Hoofdpunten uit het advies
Het advies van de Commissie was om de ontheffing te verlenen. Zij heeft bij haar overwegingen een rol laten spelen dat de druk van het mestoverschot op het milieu in de regio zal verminderen, maar dat anderzijds nieuwe milieuproblemen ontstaan, met name door lozing van zouten en eutrofiërende stoffen op de Maas. De Commissie stelde met nadruk dat van een eventuele ontheffing geen precedentwerking zou mogen uitgaan.
De Ministers volgden het advies van de Commissie. Een klein jaar later besloot de Raad van State op een beroep dat was ingesteld door de buurtvereniging De Drey Weag uit Kronenburg, om de verleende vergunning te schorsen. De argumentatie hiervoor was dat “de onderhavige activiteit een nieuwe afvalstroom creëert met belangrijke nadelige gevolgen voor het milieu, waardoor op korte termijn geen oplossing is aangedragen”.

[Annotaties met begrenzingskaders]
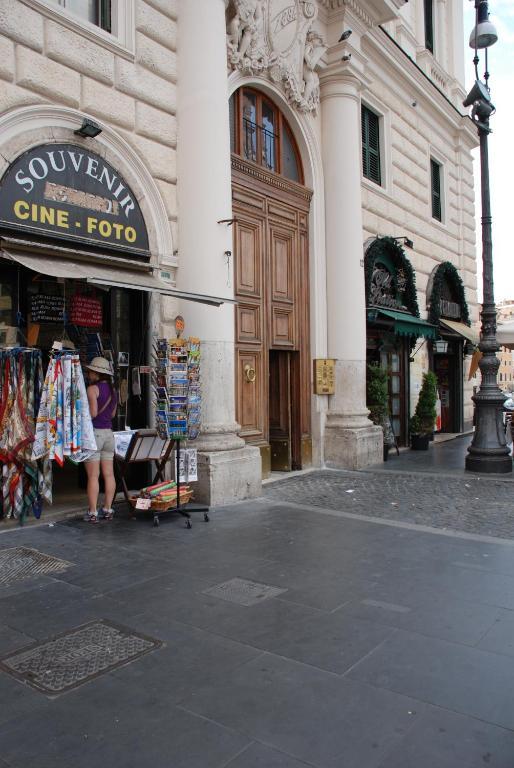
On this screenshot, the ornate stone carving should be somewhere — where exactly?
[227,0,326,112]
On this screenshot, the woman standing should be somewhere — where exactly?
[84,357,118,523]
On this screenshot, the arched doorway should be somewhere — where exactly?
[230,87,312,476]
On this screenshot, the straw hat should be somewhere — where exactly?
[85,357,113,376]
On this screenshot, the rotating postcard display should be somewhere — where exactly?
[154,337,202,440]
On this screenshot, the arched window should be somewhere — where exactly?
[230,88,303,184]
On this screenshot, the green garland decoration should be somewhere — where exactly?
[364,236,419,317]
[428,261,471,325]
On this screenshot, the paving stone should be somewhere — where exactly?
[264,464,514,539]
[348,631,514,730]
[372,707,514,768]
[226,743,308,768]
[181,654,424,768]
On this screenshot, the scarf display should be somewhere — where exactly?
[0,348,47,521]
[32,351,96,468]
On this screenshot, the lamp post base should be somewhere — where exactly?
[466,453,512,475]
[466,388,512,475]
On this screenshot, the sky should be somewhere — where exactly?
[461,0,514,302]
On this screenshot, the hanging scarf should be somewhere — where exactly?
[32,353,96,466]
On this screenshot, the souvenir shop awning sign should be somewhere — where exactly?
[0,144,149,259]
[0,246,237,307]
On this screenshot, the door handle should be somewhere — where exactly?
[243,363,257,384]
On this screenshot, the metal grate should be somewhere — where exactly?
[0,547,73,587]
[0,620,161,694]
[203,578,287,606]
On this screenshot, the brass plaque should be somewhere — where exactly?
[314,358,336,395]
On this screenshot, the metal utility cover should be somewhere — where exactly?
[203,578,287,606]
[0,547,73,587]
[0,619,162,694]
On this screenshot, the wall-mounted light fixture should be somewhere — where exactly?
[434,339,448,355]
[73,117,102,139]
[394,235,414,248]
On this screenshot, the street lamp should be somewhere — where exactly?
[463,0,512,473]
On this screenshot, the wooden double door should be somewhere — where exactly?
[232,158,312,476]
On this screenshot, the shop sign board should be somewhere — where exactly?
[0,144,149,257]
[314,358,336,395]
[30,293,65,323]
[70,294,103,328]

* * *

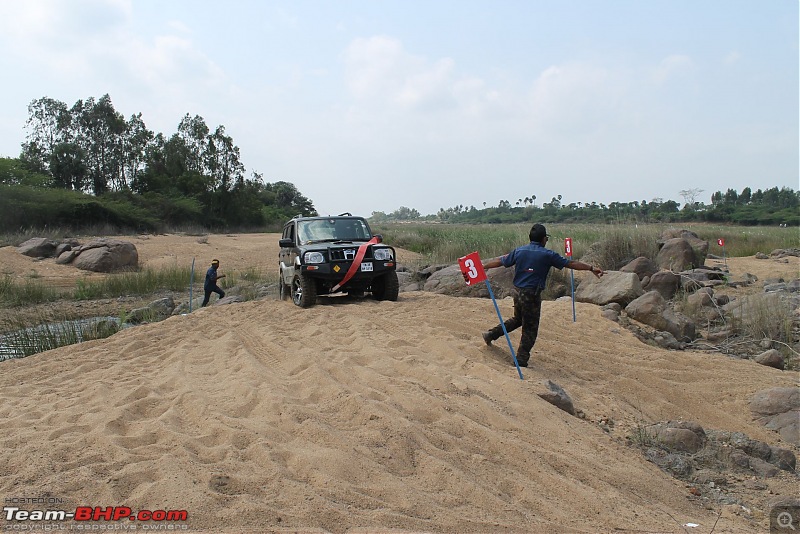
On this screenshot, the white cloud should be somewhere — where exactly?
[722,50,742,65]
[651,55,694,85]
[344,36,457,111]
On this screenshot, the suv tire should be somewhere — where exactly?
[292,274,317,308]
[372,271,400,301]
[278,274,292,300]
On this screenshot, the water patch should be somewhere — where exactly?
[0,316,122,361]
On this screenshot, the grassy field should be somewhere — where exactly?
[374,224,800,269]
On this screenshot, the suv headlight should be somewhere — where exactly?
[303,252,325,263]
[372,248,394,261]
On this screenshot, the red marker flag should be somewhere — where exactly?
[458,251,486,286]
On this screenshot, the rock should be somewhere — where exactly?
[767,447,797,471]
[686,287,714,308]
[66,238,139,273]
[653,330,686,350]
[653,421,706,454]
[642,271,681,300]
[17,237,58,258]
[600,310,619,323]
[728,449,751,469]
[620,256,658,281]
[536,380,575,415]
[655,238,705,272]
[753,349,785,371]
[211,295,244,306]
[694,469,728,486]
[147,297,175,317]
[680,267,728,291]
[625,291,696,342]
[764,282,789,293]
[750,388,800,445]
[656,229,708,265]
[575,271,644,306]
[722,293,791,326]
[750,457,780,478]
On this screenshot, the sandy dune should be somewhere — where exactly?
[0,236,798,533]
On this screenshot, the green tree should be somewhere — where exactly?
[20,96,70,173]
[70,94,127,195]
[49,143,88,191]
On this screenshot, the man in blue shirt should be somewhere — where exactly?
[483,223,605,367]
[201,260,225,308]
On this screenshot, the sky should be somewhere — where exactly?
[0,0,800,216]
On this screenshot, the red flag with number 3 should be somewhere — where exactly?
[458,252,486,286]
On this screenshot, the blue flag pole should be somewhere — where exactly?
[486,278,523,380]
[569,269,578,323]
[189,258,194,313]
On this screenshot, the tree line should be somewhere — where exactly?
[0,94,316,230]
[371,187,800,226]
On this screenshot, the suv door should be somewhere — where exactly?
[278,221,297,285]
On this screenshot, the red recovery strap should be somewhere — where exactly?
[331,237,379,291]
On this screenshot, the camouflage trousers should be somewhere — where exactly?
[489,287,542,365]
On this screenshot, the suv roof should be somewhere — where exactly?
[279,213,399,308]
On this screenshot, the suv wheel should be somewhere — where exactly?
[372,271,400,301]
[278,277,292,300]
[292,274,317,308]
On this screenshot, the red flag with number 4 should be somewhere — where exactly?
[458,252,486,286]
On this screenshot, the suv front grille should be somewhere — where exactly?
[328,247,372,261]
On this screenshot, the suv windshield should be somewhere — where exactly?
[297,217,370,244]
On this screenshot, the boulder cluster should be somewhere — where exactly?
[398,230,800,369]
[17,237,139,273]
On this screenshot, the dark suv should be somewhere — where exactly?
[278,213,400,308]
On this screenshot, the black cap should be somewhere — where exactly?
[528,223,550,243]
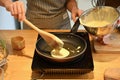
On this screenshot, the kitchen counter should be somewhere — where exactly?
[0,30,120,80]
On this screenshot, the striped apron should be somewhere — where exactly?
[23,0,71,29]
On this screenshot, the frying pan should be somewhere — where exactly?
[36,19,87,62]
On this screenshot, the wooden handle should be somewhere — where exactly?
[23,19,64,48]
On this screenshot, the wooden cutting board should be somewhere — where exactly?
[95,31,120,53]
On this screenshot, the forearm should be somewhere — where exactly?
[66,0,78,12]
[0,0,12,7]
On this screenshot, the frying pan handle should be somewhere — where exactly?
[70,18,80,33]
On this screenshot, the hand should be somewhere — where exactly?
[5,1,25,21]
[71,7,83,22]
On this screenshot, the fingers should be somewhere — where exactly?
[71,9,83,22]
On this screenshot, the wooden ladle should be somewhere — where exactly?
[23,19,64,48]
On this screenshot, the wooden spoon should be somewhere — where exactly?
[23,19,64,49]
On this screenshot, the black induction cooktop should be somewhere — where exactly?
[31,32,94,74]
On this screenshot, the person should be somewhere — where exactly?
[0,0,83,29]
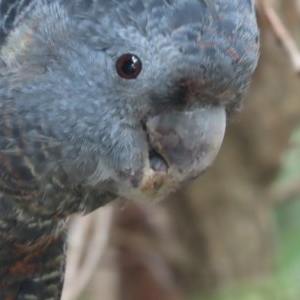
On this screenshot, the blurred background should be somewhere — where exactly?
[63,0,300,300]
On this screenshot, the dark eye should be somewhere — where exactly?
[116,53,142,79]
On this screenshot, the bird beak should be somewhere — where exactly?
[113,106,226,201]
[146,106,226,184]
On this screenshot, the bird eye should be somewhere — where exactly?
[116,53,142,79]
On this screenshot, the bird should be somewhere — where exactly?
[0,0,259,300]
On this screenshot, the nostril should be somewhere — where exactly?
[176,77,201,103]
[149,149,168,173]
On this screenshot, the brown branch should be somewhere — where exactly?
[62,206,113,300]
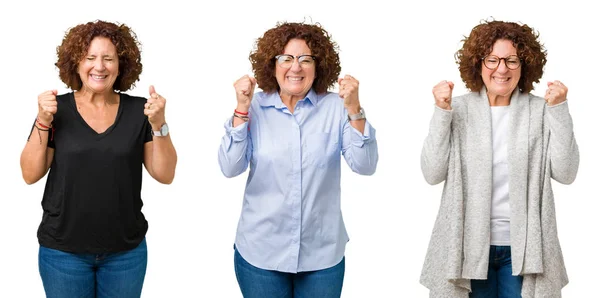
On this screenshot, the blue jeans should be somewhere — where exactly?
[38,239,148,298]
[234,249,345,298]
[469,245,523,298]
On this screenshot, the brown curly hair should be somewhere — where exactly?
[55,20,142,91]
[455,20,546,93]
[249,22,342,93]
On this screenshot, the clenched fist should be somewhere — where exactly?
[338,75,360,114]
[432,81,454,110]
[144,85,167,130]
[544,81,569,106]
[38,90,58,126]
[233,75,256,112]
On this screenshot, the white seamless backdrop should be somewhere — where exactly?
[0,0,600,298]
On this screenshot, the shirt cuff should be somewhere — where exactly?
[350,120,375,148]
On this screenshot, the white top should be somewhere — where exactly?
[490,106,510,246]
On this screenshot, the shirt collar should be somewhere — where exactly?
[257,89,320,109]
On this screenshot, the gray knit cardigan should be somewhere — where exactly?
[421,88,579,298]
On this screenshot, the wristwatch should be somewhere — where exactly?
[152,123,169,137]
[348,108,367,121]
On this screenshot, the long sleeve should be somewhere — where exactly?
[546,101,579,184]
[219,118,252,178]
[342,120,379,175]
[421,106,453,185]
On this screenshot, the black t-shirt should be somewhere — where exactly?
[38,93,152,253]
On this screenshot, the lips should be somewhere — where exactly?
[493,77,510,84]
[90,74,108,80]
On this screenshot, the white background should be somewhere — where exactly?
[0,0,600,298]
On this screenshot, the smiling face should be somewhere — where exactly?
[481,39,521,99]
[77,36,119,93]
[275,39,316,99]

---

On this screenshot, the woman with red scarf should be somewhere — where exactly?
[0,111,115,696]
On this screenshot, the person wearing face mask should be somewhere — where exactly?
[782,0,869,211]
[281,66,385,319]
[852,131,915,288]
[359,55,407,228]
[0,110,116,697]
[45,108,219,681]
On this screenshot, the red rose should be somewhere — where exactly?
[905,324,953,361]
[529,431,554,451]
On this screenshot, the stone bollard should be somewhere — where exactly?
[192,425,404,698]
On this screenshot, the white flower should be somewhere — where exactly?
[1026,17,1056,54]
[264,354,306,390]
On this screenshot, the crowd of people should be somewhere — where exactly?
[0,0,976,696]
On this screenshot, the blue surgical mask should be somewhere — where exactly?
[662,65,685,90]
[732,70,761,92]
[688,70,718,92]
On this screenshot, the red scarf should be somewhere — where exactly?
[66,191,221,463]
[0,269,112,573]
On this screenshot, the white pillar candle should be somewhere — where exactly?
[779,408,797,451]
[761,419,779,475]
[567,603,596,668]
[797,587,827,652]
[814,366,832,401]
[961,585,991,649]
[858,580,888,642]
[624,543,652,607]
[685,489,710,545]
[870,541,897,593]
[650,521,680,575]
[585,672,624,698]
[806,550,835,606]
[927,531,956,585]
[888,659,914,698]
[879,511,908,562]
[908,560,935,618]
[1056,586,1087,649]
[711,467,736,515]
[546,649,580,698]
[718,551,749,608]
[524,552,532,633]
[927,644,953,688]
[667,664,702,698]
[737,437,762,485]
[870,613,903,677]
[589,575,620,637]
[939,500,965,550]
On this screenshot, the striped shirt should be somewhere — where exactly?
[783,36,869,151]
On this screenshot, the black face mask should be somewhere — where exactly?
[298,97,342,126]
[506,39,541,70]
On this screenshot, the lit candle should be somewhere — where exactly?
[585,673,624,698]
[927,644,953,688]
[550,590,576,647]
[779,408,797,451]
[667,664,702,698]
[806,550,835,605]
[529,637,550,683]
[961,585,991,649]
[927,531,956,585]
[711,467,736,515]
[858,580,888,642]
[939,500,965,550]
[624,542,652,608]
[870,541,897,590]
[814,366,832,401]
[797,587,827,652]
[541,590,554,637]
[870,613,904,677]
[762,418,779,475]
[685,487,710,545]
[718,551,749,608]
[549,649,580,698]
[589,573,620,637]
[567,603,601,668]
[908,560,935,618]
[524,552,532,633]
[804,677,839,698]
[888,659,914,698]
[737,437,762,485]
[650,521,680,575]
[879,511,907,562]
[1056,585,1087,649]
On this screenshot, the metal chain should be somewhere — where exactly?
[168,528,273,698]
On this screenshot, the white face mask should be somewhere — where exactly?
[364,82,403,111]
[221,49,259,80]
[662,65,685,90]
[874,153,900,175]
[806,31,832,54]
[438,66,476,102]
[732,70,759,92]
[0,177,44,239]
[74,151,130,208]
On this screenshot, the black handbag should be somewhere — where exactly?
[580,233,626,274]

# Opdracht 1
Herhaal letterlijk het stuk uit de tekst over de mestontheffing, beginnend bij "Hoofdpunten uit het" en doorlopend tot en met "zou mogen uitgaan.".
# Opdracht 2
Schrijf de tekst over de mestontheffing verder, aansluitend op de laatste zin.
De regels staan los van de tekst over de mestontheffing.

# Antwoord 1
Hoofdpunten uit het advies
Het advies van de Commissie was om de ontheffing te verlenen. Zij heeft bij haar overwegingen een rol laten spelen dat de druk van het mestoverschot op het milieu in de regio zal verminderen, maar dat anderzijds nieuwe milieuproblemen ontstaan, met name door lozing van zouten en eutrofiërende stoffen op de Maas. De Commissie stelde met nadruk dat van een eventuele ontheffing geen precedentwerking zou mogen uitgaan.

# Antwoord 2
In november 1989 vernietigde de Raad van State het ontheffingsbesluit en verklaarde de daarop verleende vergunning nietig.
In zijn uitspraak voerde de Raad van State aan dat de Commissie voor de m.e.r. de ontheffing slechts onder bepaalde, nader in haar advies genoemde, voorwaarden mogelijk geacht had. De Raad van State was van oordeel dat “deze wijze van ontheffingsverlening onder voorwaarden zich niet verdraagt met het systeem van de Wet algemene bepalingen milieuhygiëne”.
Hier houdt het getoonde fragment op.